─── RECORDS SUPPLIED

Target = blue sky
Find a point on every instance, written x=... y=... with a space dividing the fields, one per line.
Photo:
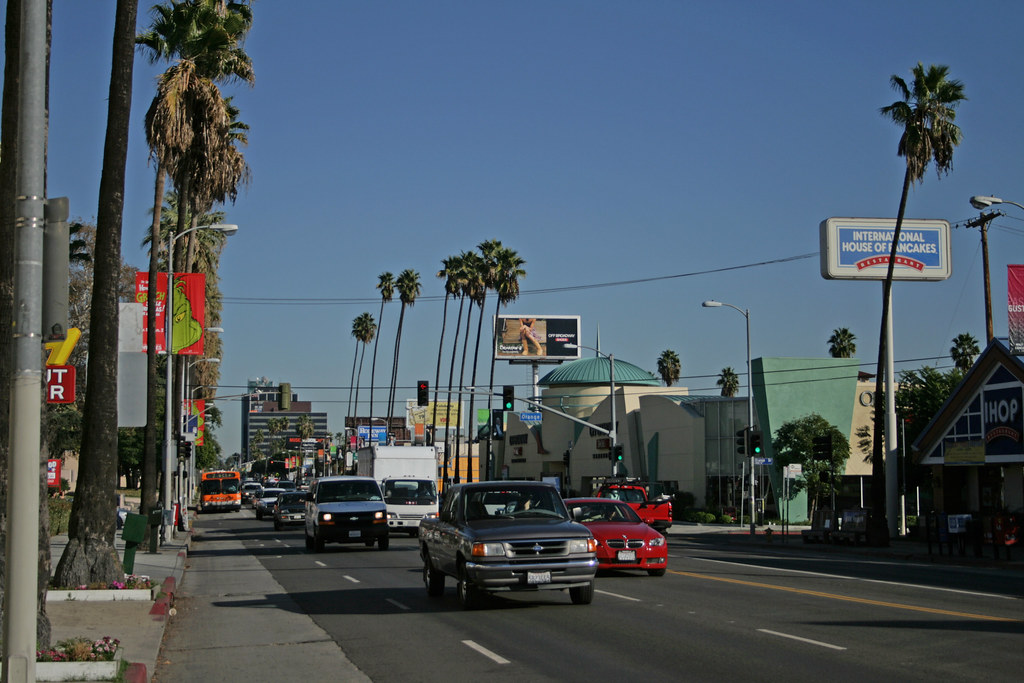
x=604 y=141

──────
─── RECORDS SUPPLIED

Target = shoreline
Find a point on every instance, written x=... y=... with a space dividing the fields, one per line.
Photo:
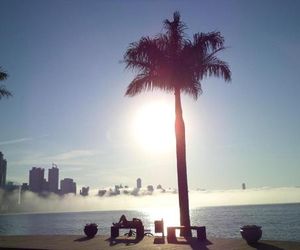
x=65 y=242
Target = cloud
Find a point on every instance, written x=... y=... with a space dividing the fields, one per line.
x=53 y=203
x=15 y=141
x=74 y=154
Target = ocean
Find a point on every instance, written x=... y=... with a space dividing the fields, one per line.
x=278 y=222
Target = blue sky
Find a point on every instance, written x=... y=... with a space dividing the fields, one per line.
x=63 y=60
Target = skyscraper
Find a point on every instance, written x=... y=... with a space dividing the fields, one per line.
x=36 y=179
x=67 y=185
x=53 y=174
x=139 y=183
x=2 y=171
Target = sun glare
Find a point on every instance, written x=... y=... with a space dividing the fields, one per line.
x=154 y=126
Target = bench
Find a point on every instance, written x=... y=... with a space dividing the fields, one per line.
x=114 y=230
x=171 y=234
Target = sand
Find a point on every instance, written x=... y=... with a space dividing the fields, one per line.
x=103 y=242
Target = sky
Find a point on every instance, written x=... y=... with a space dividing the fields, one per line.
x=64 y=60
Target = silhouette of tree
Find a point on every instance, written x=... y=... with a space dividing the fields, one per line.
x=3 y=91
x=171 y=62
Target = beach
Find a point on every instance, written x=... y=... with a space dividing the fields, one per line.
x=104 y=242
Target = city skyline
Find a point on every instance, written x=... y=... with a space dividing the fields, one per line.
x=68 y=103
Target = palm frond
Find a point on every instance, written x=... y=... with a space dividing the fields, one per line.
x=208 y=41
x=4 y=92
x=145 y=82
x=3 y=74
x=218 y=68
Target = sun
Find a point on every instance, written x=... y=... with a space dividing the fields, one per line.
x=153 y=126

──────

▸ **WHAT YOU SHOULD DO**
In the listing above, find the line holding "Target = bench" and the line holding "Target = city skyline", then output those two lines and every line between them exactly.

▸ **EXPECTED ANSWER**
Target = bench
Find a point on every instance, written x=... y=... with a space dividing the fields, one per line.
x=114 y=230
x=171 y=234
Target = sand
Find a point on every instance, written x=... y=... with a space dividing the fields, one per line.
x=103 y=242
Target = sky
Find a point on every instance, written x=... y=... with a space dividing the fields, one per line.
x=64 y=60
Target = silhouette of tree
Find a point on every instance, written x=... y=... with a space dividing the fields, one per line.
x=3 y=91
x=171 y=62
Target = beach
Find a point on every instance, written x=... y=... with a space dividing the fields, one per line.
x=104 y=242
Target = city skyline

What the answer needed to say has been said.